== What to do ==
1. In the movie review post, what overall rating does the reviewer give?
2. Quote the movie review post word for word, starting with "Don’t get me" and going on through "a little bit.".

== Document section ==
• • • • •

Wednesday, August 26, 2009

Weekend Bites: Ace vs. The Basterds



Posted By Ace

**Editor's Note: Again sorry about the tardiness on this post. It's been kind of a crazy past couple days. Hope y'all enjoy!

Overall Rating: 4 bites [out of 5]


“Describe what Marcellus Wallace looks like!”
“What?”
“Say what again! Say what again! I dare ya, I double-dare ya, mother-$%#@*! Say what one mo’ goddamn time!”

Ah yes… vintage Tarantino! I love it…

… But… I’ll be honest-- I’m not the biggest Tarantino fan.

I would even be so bold as to say that he’s a little over-rated. (Just don’t tell Jules I said that!)

Don’t get me wrong, his movies are great, and anything he touches seems to turn into an instant cult classic. It’s just that… I don’t get what all the hoopla is about.

Now before I get burned at the stake for heresy, let me just explain myself a little bit.


I can truthfully say that I have NEVER seen a Tarantino movie in theatres before. I was like 8 years old when Reservoir Dogs came out, and 10 when Pulp Fiction came out two years later. And at those ages, the only movies that had any kind of relevance for me were Teenage Mutant Ninja Turtles 2 and The Lion King. Plus, there was no way in hell my parents were going to take me to watch either of Reservoir Dogs or Pulp Fiction, especially since they wouldn’t even understand what the hell was going on.

• • • • •

== Available data ==
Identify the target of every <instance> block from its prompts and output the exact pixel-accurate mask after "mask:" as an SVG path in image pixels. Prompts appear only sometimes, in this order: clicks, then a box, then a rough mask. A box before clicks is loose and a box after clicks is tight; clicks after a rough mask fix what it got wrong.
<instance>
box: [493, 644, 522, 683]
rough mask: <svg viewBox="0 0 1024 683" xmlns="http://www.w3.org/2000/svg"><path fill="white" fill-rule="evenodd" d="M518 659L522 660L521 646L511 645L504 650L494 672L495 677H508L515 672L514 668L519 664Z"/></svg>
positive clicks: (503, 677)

• • • • •

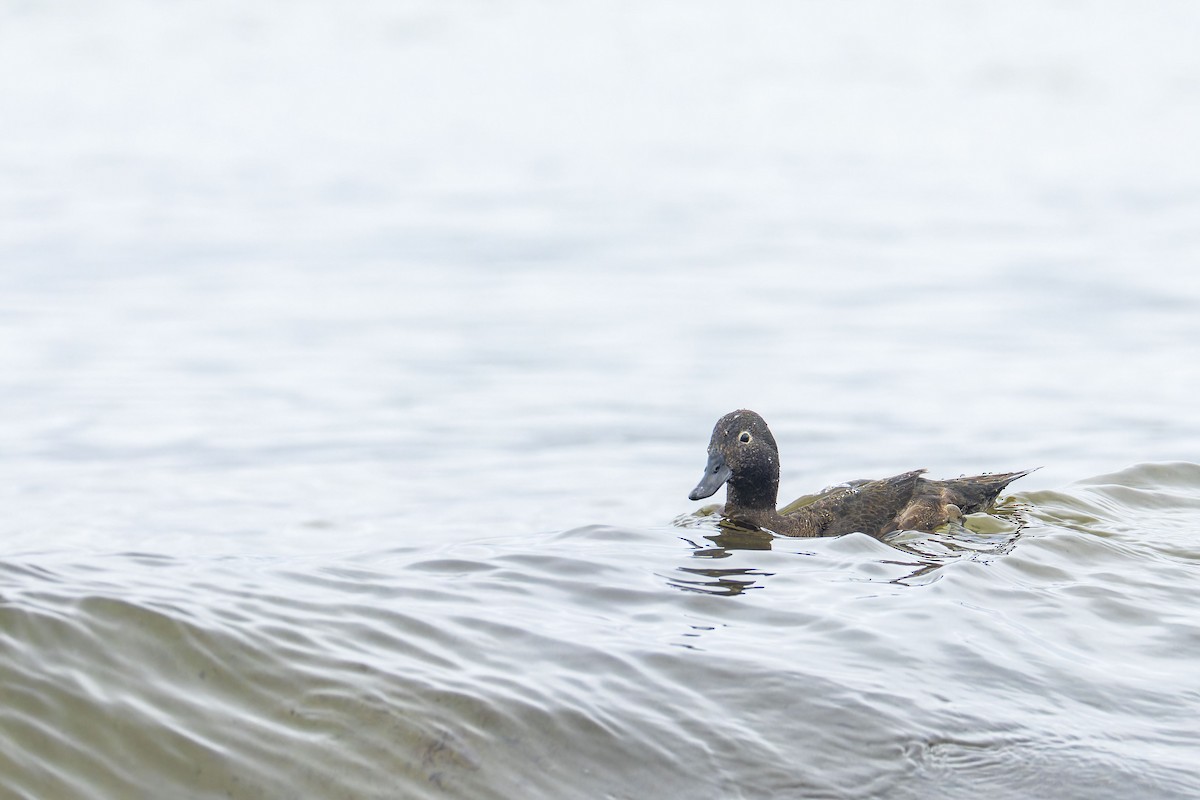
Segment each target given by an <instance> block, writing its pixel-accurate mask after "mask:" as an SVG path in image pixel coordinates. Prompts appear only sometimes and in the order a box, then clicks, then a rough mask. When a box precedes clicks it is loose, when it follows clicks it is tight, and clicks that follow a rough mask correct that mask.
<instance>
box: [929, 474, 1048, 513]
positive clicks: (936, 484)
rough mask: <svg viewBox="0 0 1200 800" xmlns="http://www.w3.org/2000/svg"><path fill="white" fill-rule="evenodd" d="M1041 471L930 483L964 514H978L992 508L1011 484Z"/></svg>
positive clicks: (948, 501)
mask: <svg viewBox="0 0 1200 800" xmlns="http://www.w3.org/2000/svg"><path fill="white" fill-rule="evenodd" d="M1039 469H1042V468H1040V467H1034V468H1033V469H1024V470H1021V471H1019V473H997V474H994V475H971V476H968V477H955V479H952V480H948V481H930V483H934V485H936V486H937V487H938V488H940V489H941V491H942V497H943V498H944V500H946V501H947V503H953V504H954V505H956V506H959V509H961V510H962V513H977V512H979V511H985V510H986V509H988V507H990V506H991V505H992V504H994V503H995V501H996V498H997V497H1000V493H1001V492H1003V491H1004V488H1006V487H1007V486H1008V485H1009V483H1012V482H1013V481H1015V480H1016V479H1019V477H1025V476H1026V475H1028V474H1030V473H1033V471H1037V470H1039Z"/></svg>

• • • • •

== Solutions by task ==
1. 4 bites out of 5.

2.
Don’t get me wrong, his movies are great, and anything he touches seems to turn into an instant cult classic. It’s just that… I don’t get what all the hoopla is about.

Now before I get burned at the stake for heresy, let me just explain myself a little bit.